▶ Supplied passage

>>>>>

U.S. Attorney General William Barr gestures as he testifies before the Senate Judiciary Committee May 1, 2019 in Washington, D.C. (Win McNamee/Getty Images)
House Democrats have scheduled a vote for next week on whether to hold Attorney General William Barr in contempt of Congress for not only refusing to do something that he’s not required to do, but also for failing to perform an illegal act.
The vote, scheduled for June 11, is centered on Barr’s refusal to release a fully unredacted version of special counsel Robert Mueller’s 448-page report, detailing his team’s findings after having conducted a 22-month long, $30 million-plus investigation into possible Russian interference with the 2016 presidential election.
Information released to the general public in the report was partially redacted if:
- Revealing it would harm an ongoing matter;
- If it revealed investigative techniques;
- If it revealed private information of third-party individuals; or,
- If it was obtained via grand jury testimony.
The redactions were made jointly by Mueller and the attorney general.
Congressional leaders were permitted to read a cleaner version that only left the grand jury testimony redactions intact.

<<<<<

▶ Supplied entries
>>>>>

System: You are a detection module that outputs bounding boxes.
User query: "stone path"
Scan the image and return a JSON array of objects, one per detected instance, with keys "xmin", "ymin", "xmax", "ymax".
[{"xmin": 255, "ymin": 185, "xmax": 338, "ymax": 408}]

<<<<<
>>>>>

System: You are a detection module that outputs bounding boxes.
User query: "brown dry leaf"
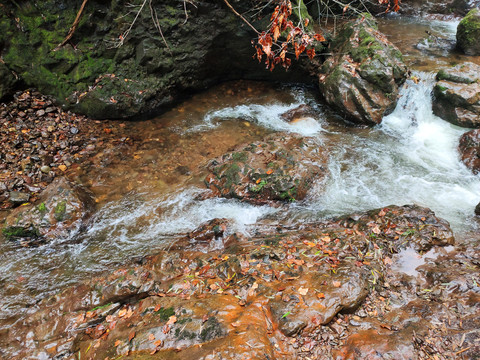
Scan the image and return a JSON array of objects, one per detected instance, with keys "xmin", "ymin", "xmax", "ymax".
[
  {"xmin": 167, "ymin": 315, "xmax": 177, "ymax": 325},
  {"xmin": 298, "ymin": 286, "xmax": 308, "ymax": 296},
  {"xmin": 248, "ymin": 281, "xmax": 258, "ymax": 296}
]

<<<<<

▶ Given request
Reproduce word for word the part of the Barr contempt vote article above, from "House Democrats have" up to and including "2016 presidential election.".

▶ Correct output
House Democrats have scheduled a vote for next week on whether to hold Attorney General William Barr in contempt of Congress for not only refusing to do something that he’s not required to do, but also for failing to perform an illegal act.
The vote, scheduled for June 11, is centered on Barr’s refusal to release a fully unredacted version of special counsel Robert Mueller’s 448-page report, detailing his team’s findings after having conducted a 22-month long, $30 million-plus investigation into possible Russian interference with the 2016 presidential election.